* YOUR OBJECTIVE
Please give each line of the items below as a JSON list of strings, one string per line, with blank lines omitted. Leave the pictures out of your answer.

* AVAILABLE RECORDS
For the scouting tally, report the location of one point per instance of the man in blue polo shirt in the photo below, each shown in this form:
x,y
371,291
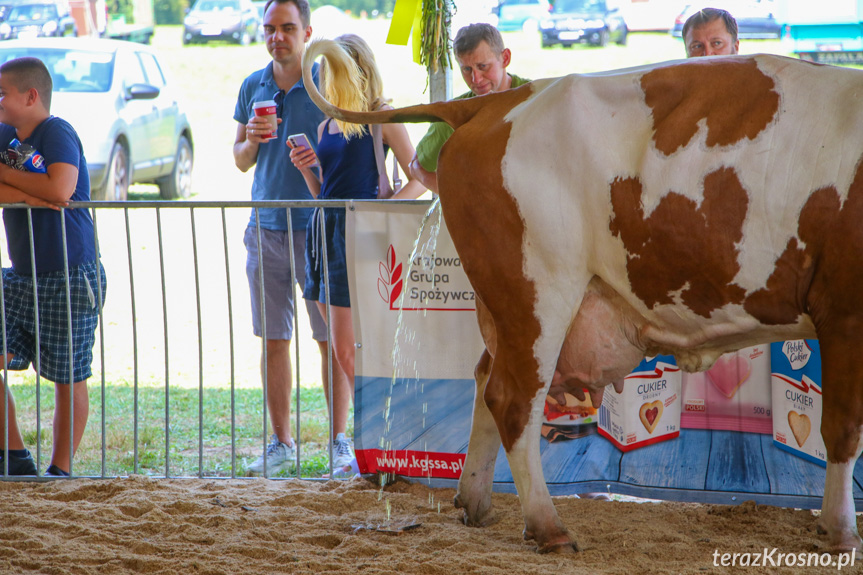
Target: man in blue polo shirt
x,y
287,29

* TASK ANSWER
[
  "For the scouting tally, report the location of one point per instance of the man in blue polo shirt in the photo below, each shown in this form:",
  "x,y",
  "371,291",
  "Target: man in blue polo shirt",
  "x,y",
  "287,29"
]